== Task brief ==
Give back every entry, exactly as written.
#### Exercise materials ####
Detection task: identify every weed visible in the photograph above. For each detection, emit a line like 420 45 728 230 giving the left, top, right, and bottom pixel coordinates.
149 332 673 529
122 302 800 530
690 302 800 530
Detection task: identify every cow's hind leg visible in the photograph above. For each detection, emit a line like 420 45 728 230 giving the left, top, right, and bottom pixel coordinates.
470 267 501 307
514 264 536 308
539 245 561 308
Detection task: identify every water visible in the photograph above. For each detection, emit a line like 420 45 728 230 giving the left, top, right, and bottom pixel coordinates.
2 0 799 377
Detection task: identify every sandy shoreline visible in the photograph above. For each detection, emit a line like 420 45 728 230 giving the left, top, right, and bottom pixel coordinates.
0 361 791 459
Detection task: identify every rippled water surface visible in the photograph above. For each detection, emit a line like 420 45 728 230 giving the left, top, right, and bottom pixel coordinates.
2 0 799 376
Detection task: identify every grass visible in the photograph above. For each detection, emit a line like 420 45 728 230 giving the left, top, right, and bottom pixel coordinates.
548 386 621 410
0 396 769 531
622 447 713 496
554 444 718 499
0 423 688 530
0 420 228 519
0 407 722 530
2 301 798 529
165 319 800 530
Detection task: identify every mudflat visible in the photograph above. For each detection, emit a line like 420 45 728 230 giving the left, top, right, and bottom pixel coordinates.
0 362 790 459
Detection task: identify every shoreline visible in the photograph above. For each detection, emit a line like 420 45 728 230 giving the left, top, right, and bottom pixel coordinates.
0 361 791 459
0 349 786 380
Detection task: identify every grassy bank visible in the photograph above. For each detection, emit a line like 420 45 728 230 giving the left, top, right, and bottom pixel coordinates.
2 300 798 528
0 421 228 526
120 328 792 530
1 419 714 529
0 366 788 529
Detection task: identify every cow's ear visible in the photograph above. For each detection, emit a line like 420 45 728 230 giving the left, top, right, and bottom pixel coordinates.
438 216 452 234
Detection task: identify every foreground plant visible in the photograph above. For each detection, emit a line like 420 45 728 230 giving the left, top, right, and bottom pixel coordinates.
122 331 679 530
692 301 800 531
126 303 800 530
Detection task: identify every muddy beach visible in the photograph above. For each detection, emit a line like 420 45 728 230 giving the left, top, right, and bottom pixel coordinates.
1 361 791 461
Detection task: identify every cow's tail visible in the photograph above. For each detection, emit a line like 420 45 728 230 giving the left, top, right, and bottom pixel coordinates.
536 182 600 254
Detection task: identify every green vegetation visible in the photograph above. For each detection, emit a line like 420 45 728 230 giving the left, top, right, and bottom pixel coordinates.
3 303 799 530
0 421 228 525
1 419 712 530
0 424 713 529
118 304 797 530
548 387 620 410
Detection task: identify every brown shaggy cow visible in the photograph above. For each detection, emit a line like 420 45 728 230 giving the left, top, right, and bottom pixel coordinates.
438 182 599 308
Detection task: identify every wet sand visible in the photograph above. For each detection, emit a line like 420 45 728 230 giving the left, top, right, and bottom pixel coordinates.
####
== Written solution ==
Detection task: identify every weed visible in the photograph above. For each detection, emit a line like 420 45 728 230 giving the left, top, right, and bottom pixel coordinates.
149 332 673 529
122 302 800 530
690 302 800 530
Detection task: identify every cow's hind leg visible in the photograph above. For each detection, emit a line like 420 45 728 230 giving the left, top, right, and bottom pixel coordinates.
470 267 501 307
514 264 536 308
539 245 561 308
Detection task: identify every water visible in the photograph above. For each detection, emit a line like 420 45 728 230 giving the left, top, right, and bottom pixel coordinates.
2 0 799 377
Detection task: identify every sandy shoreline visible in the photograph above. For each detection, emit a line like 420 45 728 230 giving the left, top, right, and bottom pixel coordinates.
0 361 791 459
Detection task: identify every rippled water surface visible in the photograph above. For each detection, emit a line like 420 45 728 230 giving the left, top, right, and bottom pixel coordinates.
2 0 799 376
Detection task: identify every grass visible in the photograph above. For each detection, emit a line like 420 45 728 230 giving the left, top, right, and bottom pixel coordinates.
548 386 621 410
0 396 769 531
622 447 713 496
554 444 718 499
0 423 688 530
0 420 228 519
0 407 722 530
2 301 798 529
165 319 800 530
Detection task: identify every mudflat visible in the photograph above. For each detection, emit a line like 420 45 728 230 giving the left, top, right, and bottom pixel coordinates.
0 362 790 459
Detection task: identify every shoreline visible in the photograph above. For each detection, emit a line like 420 45 728 230 giving the left, top, right, and bottom pixel coordinates.
0 361 791 459
0 349 786 380
Detection task: identify every grassy bank visible in the photograph above. For each detection, emit a line like 420 45 728 230 giving the left, top, right, and bottom pixel coordinates.
2 300 798 528
0 421 228 526
120 328 792 530
1 419 714 529
0 366 788 529
Detection task: identify every cow's ear visible in the photograph above. For each detection, emit a line like 420 45 728 230 giving the left, top, right, and bottom pixel coordinates.
438 216 452 234
Detection task: identify every foreground plant visible in the photograph above. For each detection, emit a line like 420 45 728 230 giving the left, top, right, and bottom pixel coordinates.
122 331 679 530
692 301 800 531
126 303 800 530
Detection task: identify every muddy beach visible in the photograph above. For each detection, emit a line like 420 45 728 230 giving the left, top, right, and bottom pixel coordinates.
1 361 791 461
Detection task: identify every cow's tail visible in the photograph above. For each detection, emit a line like 420 45 728 230 giving the left, top, right, and bottom pixel coordinates.
536 182 600 254
Detection task: identify every green vegetation visible in the photograph above. For each detection, emit a line like 420 45 728 230 giving the left, top, right, and bottom pixel coordinates.
3 303 799 530
0 421 228 525
1 419 712 530
0 424 713 529
118 304 797 530
548 387 620 410
Detection task: identify every brown shaggy cow visible in the photograph above. For each detection, emit a line like 420 45 728 230 giving the left, top, right, and bottom pixel coordinates.
438 182 599 308
Detection task: identify every wet sand visible in the photograph above. For each detection, emit a line like 420 45 728 230 giving the left, top, right, and bottom pixel coordinates.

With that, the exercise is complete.